▸ **Page extract**
------------------------------------------------------------
Tuesday, March 14, 2006

Secrets of the heart



Yesterday I was talking with a young woman who has a wonderful gift from God.

She said she hasn't been using that gift much lately, because she doesn't feel she's living out the Christian message she portrays to the world. She's been sinning, she told me. Doing what she wants to do, instead of what she feels God wants her to do. Miserable, but not repentant enough to change.

I can't imagine her having such a terrible weight on her conscience.

I see nothing but kindness and Christian love coming out of this young woman. I don't know what her sin is, and don't really need to know. I imagine she's someone who's really hard on herself (I spot it, 'cause I got it).

My advice to her was to write what she really feels, and tell God. You can't go around pretending everything's hunky-dory, when you're miserable inside -- how can you have a relationship with God when you're pretending?

God will honor her feelings, and what she tells him, spoken in truth. That's my belief.
------------------------------------------------------------
Quote every sentence in the "Secrets of the heart" post that begins with the word "I". The records that come next are drawn from a separate source and are unrelated to the post above.
------------------------------------------------------------
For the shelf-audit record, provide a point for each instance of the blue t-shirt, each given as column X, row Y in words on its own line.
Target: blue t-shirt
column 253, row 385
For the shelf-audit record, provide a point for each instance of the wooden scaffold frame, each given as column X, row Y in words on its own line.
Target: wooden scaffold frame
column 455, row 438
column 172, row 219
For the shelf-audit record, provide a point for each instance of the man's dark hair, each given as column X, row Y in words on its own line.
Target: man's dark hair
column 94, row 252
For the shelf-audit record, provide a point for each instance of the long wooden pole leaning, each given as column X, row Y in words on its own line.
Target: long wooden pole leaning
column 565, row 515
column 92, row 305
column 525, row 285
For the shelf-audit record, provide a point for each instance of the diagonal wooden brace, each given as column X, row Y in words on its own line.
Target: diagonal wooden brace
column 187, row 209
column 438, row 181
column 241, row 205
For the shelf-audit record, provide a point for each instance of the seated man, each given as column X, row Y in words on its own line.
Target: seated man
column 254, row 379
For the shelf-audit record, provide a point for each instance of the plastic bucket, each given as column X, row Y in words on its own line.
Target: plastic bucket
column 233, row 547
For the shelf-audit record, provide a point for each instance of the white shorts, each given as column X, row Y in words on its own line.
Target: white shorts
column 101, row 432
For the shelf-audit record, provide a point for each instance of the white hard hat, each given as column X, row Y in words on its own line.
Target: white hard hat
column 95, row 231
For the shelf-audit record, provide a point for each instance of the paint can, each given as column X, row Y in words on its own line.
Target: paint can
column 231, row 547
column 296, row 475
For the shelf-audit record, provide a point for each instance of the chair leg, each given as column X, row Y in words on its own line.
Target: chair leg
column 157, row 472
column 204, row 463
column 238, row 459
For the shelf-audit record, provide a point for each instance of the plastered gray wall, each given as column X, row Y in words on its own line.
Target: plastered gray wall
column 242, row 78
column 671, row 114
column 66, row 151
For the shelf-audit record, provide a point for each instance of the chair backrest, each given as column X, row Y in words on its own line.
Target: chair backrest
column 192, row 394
------------------------------------------------------------
▸ **The output**
- I can't imagine her having such a terrible weight on her conscience.
- I see nothing but kindness and Christian love coming out of this young woman.
- I don't know what her sin is, and don't really need to know.
- I imagine she's someone who's really hard on herself (I spot it, 'cause I got it).